Does the fact that there is some commonality of interest regarding the future of halacha necessarily imply that we are at the beginning of a virtuous cycle directed towards some favorable equilibrium? That will depend on a number of things.

First, like any moral or legal system, halacha has codification mechanisms – books, poskim, institutions and askanim – that serve as a check on drift or degradation that sometimes characterizes the moral sensibilities of the masses. Sometimes, especially in times of persecution and widespread ignorance or malfeasance, such mechanisms are essential, even if only as eis laasos lashem hefeiru torosecha. A virtuous cycle occurs only when both the masses and the codifiers properly calibrate the degree to which the emerging Oral Law needs to be written or otherwise frozen.

Information supplied
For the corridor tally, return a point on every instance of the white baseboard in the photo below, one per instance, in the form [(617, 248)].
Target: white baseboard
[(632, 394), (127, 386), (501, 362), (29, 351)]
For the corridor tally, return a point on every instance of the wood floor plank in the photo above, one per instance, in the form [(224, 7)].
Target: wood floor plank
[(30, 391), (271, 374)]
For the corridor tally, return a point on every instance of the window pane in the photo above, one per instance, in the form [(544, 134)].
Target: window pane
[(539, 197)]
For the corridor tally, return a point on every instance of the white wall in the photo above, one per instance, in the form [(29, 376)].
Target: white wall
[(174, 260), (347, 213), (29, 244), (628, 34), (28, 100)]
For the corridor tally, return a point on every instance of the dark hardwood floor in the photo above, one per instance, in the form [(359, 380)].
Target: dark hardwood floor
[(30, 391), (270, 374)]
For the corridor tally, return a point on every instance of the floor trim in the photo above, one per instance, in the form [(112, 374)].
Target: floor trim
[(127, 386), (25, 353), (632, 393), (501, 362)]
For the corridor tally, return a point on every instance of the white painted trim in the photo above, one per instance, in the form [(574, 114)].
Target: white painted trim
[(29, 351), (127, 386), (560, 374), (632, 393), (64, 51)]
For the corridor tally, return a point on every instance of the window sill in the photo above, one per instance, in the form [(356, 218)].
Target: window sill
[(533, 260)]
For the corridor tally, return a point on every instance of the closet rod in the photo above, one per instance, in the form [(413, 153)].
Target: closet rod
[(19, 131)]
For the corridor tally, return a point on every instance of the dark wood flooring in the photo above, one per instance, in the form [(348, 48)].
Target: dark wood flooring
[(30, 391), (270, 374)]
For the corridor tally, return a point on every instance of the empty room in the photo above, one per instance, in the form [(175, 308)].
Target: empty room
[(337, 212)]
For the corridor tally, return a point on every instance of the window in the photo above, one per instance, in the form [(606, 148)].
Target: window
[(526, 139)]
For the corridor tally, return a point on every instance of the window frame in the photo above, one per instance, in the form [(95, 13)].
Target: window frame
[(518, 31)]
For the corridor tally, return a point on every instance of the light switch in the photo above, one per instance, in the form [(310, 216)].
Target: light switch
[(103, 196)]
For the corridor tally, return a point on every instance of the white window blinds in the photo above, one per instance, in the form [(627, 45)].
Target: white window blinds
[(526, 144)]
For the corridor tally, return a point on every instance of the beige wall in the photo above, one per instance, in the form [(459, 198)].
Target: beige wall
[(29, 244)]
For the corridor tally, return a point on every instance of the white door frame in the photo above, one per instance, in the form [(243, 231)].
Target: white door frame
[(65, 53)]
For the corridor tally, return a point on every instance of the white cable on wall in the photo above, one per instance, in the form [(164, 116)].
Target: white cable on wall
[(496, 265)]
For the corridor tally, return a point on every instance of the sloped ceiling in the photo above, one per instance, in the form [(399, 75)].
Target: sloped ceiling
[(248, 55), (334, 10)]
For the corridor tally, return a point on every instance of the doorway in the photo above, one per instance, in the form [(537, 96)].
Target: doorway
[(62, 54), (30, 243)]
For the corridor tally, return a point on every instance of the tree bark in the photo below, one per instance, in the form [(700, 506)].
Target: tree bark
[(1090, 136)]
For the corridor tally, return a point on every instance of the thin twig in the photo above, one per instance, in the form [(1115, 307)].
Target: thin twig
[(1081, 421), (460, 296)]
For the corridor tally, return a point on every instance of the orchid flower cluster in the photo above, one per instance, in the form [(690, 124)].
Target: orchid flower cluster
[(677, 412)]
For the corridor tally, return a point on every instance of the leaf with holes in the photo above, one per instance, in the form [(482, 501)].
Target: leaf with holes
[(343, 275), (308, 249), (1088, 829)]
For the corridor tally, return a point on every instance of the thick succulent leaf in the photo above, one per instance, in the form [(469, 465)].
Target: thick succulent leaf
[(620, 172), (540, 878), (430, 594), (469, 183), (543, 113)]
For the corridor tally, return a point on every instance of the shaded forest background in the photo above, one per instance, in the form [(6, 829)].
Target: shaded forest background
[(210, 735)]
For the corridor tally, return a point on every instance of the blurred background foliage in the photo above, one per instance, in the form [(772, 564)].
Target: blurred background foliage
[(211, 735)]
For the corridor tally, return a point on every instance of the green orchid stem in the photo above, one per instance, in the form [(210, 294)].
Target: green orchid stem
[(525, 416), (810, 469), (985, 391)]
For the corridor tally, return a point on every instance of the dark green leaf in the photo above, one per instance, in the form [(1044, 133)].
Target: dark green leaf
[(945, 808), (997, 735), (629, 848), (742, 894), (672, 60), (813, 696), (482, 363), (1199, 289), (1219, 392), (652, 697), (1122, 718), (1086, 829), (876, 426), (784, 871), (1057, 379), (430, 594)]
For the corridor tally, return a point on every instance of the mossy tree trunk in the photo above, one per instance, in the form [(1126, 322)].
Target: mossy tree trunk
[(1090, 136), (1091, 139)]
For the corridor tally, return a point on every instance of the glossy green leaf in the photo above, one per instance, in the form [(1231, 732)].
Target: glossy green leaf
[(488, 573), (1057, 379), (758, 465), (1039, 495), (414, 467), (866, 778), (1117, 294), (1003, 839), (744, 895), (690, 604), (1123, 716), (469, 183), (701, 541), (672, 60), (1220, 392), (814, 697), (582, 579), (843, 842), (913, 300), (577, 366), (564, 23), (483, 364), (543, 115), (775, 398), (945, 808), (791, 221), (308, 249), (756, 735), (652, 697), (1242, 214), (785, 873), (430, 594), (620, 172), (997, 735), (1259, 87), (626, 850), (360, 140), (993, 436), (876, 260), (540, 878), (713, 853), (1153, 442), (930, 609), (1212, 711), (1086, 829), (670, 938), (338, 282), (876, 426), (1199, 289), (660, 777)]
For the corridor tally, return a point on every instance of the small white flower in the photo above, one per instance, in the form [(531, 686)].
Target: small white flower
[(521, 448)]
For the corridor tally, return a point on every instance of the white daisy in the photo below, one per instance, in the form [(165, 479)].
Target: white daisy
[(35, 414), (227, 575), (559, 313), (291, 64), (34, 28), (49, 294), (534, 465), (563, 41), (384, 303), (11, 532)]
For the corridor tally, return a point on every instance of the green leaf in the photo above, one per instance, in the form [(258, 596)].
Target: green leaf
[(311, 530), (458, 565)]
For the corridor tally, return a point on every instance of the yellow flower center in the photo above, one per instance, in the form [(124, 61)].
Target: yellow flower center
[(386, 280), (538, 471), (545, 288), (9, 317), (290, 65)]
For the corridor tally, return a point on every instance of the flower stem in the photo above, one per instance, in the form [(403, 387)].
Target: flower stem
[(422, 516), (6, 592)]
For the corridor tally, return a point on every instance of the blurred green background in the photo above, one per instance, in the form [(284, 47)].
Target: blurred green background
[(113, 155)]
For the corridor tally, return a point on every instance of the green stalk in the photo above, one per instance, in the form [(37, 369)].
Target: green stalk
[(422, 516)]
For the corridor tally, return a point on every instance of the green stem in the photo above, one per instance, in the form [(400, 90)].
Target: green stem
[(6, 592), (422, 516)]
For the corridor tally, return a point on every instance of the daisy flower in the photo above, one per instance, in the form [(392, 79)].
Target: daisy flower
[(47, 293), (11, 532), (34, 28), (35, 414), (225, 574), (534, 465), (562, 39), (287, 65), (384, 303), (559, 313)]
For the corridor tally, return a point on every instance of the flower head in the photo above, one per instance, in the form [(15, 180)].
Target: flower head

Task set
1. In the passage on halacha above, copy the text from "Does the fact" to "number of things.".
2. Translate this sentence from the passage on halacha into Spanish: "A virtuous cycle occurs only when both the masses and the codifiers properly calibrate the degree to which the emerging Oral Law needs to be written or otherwise frozen."

List of answers
1.
Does the fact that there is some commonality of interest regarding the future of halacha necessarily imply that we are at the beginning of a virtuous cycle directed towards some favorable equilibrium? That will depend on a number of things.

2. Un ciclo virtuoso se produce solo cuando tanto las masas como los codificadores calibran adecuadamente el grado en que la Ley Oral emergente necesita ser escrita o congelada de algún otro modo.